Source excerpt =
○ ○ ○ ○

Quickstart

Preprequisites

The quickstart assumes user have access to Kubeflow Pipelines deployment. Pipelines can be dedployed on any Kubernetes cluster, including local cluster.

Install the toy project with Kubeflow Pipelines support

It is a good practice to start by creating a new virtualenv before installing new packages. Therefore, use virtalenv command to create new env and activate it:

$ virtualenv venv-demo
created virtual environment CPython3.8.5.final.0-64 in 145ms
  creator CPython3Posix(dest=/home/mario/kedro/venv-demo, clear=False, no_vcs_ignore=False, global=False)
  seeder FromAppData(download=False, pip=bundle, setuptools=bundle, wheel=bundle, via=copy, app_data_dir=/home/mario/.local/share/virtualenv)
    added seed packages: pip==20.3.1, setuptools==51.0.0, wheel==0.36.2
  activators BashActivator,CShellActivator,FishActivator,PowerShellActivator,PythonActivator,XonshActivator
$ source venv-demo/bin/activate

Then, kedro must be present to enable cloning the starter project, along with the latest version of kedro-kubeflow plugina and kedro-docker (required to build docker images with the Kedro pipeline nodes):

$ pip install 'kedro<0.17' kedro-kubeflow kedro-docker

With the dependencies in place, let’s create a new project:

$ kedro new --starter=git+https://github.com/getindata/kedro-starter-spaceflights.git --checkout allow_nodes_with_commas
Project Name:
=============
Please enter a human readable name for your new project.
Spaces and punctuation are allowed.
 [New Kedro Project]: Kubeflow Plugin Demo

Repository Name:
================
Please enter a directory name for your new project repository.
Alphanumeric characters, hyphens and underscores are allowed.

○ ○ ○ ○

Tasks to perform =
• a. In the quickstart, what is kedro-docker needed for?
• b. Write out everything in the quickstart from "With the dependencies" down to "punctuation are allowed.", switching "punctuation" to "symbols".

○ ○ ○ ○

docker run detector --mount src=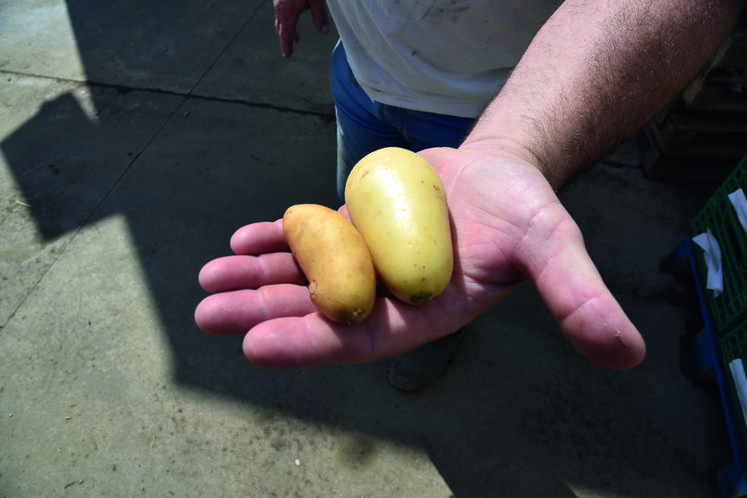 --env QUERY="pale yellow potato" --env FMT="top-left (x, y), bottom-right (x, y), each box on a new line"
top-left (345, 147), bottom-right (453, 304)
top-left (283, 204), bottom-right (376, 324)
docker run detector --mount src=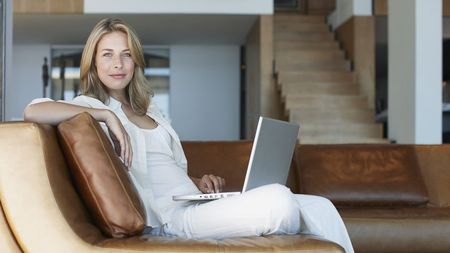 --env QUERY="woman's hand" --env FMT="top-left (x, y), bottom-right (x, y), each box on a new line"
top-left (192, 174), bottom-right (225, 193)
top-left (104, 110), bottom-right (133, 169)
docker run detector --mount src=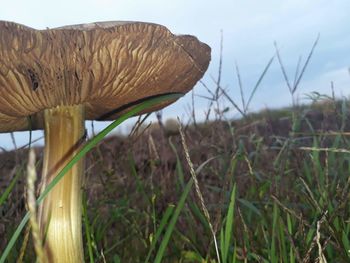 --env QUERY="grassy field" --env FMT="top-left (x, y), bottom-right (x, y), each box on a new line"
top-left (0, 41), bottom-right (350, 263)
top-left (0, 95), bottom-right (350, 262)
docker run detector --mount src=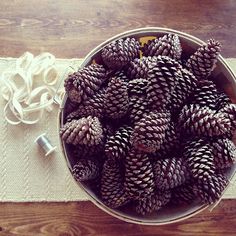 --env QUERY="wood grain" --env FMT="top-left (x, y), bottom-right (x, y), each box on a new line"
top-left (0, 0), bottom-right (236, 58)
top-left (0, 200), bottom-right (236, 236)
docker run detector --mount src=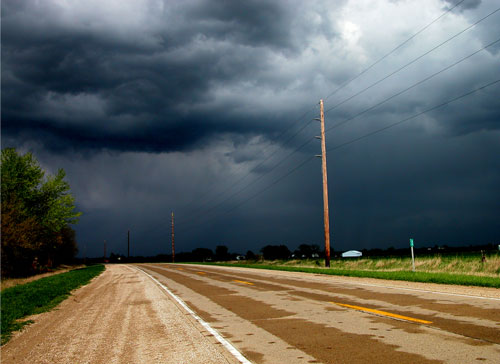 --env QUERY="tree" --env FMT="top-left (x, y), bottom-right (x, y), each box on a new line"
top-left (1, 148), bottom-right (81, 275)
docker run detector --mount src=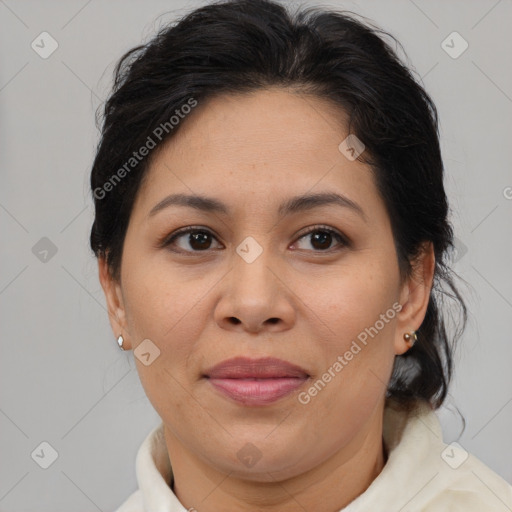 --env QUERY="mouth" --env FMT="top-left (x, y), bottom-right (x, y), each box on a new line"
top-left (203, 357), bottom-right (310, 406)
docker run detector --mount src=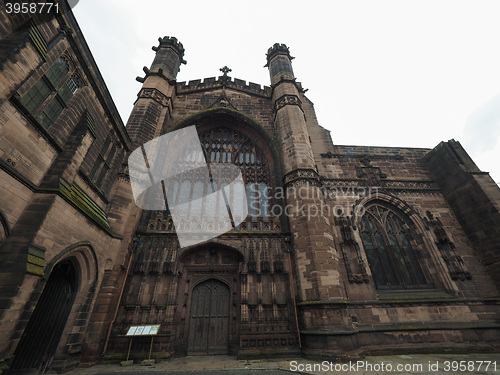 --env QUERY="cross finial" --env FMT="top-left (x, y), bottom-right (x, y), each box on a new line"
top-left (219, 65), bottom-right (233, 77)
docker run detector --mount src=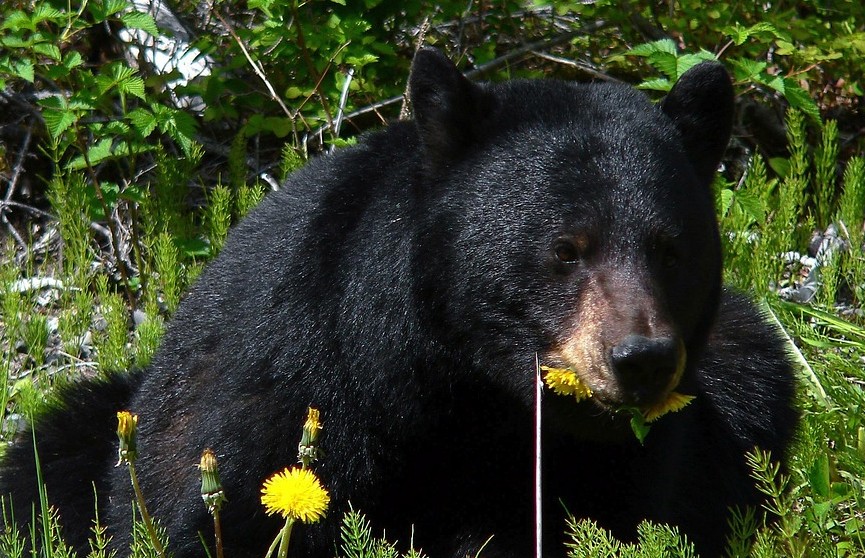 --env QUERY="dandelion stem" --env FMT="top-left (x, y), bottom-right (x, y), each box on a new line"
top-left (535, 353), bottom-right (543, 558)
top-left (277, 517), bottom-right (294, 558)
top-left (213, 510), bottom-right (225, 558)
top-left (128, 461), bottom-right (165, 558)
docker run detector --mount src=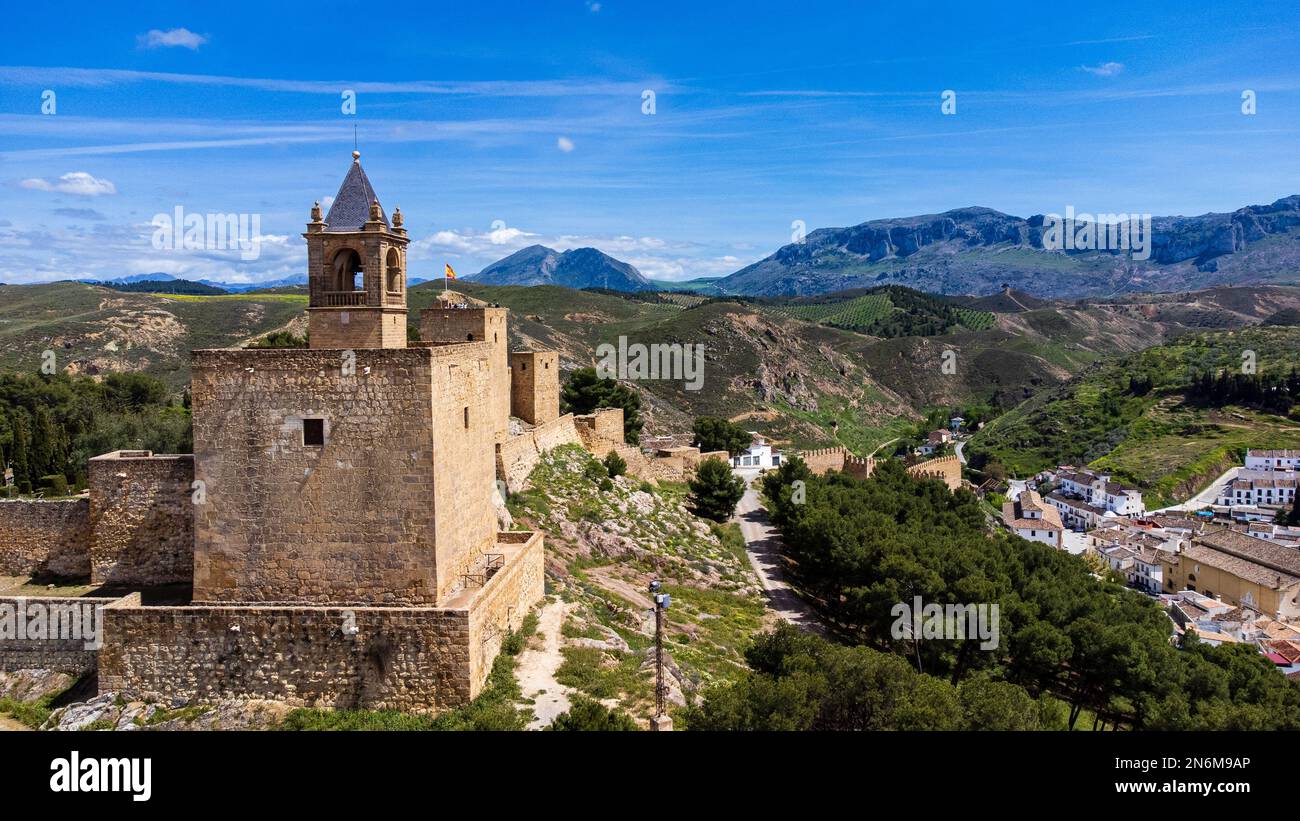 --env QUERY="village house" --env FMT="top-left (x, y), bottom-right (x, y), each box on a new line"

○ ○ ○ ○

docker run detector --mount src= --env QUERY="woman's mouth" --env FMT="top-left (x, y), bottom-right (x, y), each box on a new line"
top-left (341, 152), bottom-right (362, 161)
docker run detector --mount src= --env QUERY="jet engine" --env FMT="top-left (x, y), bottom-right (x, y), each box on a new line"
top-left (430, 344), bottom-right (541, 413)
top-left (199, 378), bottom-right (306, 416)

○ ○ ○ ○

Answers =
• a. It is needed to build docker images with the Kedro pipeline nodes.

• b.
With the dependencies in place, let’s create a new project:

$ kedro new --starter=git+https://github.com/getindata/kedro-starter-spaceflights.git --checkout allow_nodes_with_commas
Project Name:
=============
Please enter a human readable name for your new project.
Spaces and symbols are allowed.